(TEXT SEGMENT)
--
The Government would not survive a Trump-Brexit recession

Irish economy will be hit by Theresa May’s article 50 speech and the new US president

The minority Government faces existential threats from Brexit and a Trump presidency. File photograph: Aidan Crawley

The minority Government faces existential threats from Brexit and a Trump presidency. File photograph: Aidan Crawley

 

Next Friday, Donald Trump becomes president of the United States and on Tuesday Theresa May will make her long-awaited speech setting out her priorities for the negotiations that will follow her triggering of article 50 in March.

Sometimes it seems like this is the politics we see on television, rather than the politics that affects us.

But both events are of immense importance for this country, and will have a direct bearing on the future of the minority Government, principally because of their economic effects.

Economic trends and events are the tectonic plates on which politics shifts; Brexit and Trump are sure to have significant economic effects. It is difficult to envisage that these effects will be anything other than negative for us.

First, the Donald.

This week’s watch-through-your-fingers press conference by the president-elect signalled a fact that many Washington observers have been coming to terms with in recent months: that President Trump will behave a lot like candidate Trump.

The US system of government will curb his executive power in some respects. But not in others. He will have great freedom of action in foreign affairs, and in trade policy, for just two examples.

Trump’s views on trade have been quite consistent for 30 years, as Tom Wright, a fellow of the Brookings Institution in Washington, has pointed out.

He believes that the US has been fleeced by its trade partners and he wants to reset the terms of America’s global trade arrangements.

Signature policy

Indeed, if there was one signature policy of his campaign, it was that he would “make better deals” on trade. That view has not changed much, or at all, to judge by his pronouncements since the election.

A lurch away from free trade – which is exactly what he has promised – would hurt the global economy, and almost certainly the US economy too in the medium term.

A slowdown in international trade would have the greatest impact on the most globalised countries, and Ireland is one of the most globalised countries in the world.

Whatever you think about the wider effects of globalisation, it’s difficult to conclude anything but that Ireland has been a conspicuous winner from the opening of global trade in the last three decades.

That’s certainly what the rest of the world thinks. And if there is a slowdown in global trade, there will almost certainly be a slowdown in corporation tax receipts flowing into the Irish exchequer.
--
(INFORMATION SHOWN)

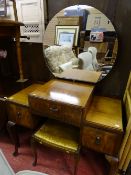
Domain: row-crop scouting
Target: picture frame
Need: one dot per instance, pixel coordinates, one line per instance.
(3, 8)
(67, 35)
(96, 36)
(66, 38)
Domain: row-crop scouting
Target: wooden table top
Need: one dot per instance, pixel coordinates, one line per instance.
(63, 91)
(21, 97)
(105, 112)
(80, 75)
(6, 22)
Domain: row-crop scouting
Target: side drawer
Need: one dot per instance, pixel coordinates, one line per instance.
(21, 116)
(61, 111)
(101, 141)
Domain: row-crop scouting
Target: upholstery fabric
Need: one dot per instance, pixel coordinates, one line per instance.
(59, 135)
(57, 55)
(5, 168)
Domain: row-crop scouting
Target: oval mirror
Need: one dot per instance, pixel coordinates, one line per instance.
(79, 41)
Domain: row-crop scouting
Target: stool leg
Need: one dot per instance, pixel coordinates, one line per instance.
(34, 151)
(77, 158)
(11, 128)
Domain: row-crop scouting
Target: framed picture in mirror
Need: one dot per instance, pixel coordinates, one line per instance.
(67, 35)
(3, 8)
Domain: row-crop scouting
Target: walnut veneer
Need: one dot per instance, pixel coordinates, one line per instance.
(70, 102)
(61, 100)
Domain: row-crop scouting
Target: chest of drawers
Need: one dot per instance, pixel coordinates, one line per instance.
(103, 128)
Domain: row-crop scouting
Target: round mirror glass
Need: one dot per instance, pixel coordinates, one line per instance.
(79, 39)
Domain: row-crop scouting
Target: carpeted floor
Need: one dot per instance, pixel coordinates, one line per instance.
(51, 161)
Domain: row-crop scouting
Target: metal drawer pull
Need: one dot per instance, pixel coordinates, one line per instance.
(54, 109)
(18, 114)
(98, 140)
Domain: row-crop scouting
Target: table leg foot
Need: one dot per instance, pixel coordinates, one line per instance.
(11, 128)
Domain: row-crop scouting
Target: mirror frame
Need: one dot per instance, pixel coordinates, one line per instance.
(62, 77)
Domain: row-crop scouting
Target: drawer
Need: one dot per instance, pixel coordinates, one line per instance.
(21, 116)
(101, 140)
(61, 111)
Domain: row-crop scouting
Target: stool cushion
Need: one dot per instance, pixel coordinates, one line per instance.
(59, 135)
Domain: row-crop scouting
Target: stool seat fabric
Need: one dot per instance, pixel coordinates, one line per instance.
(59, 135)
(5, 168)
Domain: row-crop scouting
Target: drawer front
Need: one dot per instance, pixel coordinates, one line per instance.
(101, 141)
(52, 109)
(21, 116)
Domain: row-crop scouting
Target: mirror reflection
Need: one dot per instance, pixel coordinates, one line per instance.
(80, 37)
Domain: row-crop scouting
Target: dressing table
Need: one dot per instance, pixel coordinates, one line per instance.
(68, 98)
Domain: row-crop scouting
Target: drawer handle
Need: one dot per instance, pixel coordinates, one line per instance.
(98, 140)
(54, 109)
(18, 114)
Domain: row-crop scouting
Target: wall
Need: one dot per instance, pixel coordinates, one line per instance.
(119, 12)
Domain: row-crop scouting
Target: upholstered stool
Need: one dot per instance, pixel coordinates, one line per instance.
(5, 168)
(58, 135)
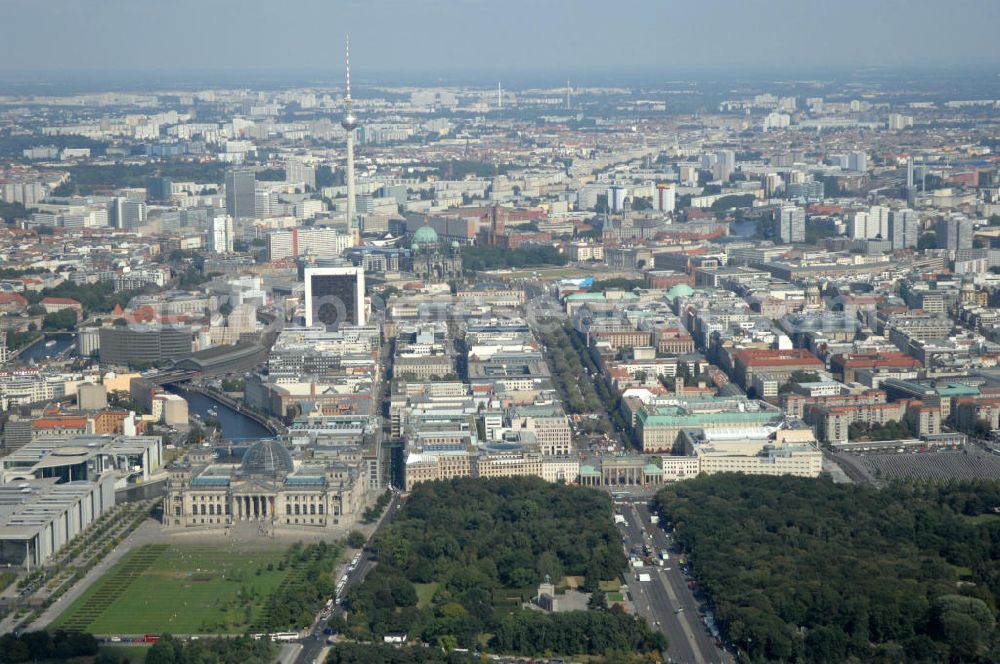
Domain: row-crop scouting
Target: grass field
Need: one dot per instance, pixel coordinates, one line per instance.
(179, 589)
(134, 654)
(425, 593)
--
(EXERCISES)
[A] Decide whether each statement agrees with the article on Brexit and Trump. Answer yes or no for (i), (ii) and (iii), and quote the article's deciding words. (i) Trump's views on trade have shifted repeatedly over the past thirty years. (ii) Theresa May is to trigger article 50 in March. (iii) The US system of government will limit Trump's executive power in every respect.
[B] Translate into Spanish this sentence from the article on Brexit and Trump: "A slowdown in international trade would have the greatest impact on the most globalised countries, and Ireland is one of the most globalised countries in the world."
The data have no connection to the article on Brexit and Trump.

(SOLVED PROBLEMS)
[A]
(i) No: "Trump’s views on trade have been quite consistent for 30 years"
(ii) Yes: "the negotiations that will follow her triggering of article 50 in March"
(iii) No: "The US system of government will curb his executive power in some respects. But not in others."

[B] Una desaceleración del comercio internacional tendría el mayor impacto en los países más globalizados, e Irlanda es uno de los países más globalizados del mundo.